To do.
What lines in the listing below hold the string "squirrel"? Please copy them out.

Listed records.
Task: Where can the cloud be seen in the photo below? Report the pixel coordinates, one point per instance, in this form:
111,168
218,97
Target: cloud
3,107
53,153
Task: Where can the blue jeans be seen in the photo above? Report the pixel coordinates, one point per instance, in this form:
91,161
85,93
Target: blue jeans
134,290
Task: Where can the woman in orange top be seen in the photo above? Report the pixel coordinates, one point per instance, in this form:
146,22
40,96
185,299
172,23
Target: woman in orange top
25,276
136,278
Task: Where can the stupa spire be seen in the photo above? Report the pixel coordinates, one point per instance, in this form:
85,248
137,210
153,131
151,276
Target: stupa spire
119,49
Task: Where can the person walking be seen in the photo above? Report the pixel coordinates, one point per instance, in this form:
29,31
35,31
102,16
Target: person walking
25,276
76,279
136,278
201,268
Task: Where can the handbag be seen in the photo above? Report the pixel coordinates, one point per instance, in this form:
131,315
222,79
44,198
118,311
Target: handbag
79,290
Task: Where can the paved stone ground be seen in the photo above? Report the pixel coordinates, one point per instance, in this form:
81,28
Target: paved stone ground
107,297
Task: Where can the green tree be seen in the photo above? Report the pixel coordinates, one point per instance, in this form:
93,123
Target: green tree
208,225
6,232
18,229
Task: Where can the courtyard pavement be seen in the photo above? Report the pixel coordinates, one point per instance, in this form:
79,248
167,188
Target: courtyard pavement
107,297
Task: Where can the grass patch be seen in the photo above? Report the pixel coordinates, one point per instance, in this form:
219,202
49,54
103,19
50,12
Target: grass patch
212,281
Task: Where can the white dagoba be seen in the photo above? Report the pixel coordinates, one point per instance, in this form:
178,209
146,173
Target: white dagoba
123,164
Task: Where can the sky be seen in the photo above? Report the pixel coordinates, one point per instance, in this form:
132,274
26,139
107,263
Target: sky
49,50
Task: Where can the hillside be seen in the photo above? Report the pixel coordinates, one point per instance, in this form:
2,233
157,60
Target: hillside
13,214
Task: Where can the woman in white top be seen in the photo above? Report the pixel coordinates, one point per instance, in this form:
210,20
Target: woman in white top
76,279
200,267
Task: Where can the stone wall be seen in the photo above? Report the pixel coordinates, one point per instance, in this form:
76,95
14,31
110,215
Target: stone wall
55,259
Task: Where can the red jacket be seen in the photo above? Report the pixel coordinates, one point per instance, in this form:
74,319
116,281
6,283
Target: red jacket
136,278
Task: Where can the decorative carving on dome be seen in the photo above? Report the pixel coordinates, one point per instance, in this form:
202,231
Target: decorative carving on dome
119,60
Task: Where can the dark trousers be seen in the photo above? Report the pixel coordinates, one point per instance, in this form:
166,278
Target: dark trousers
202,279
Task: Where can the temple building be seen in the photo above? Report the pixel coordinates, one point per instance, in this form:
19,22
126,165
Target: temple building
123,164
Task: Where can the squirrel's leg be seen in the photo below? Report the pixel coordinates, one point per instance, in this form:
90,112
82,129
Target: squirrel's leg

Solution below.
Task: Where can the squirrel's leg be seen in the photo below? Report the pixel coordinates, one point per instance, in this form:
Target: squirrel's leg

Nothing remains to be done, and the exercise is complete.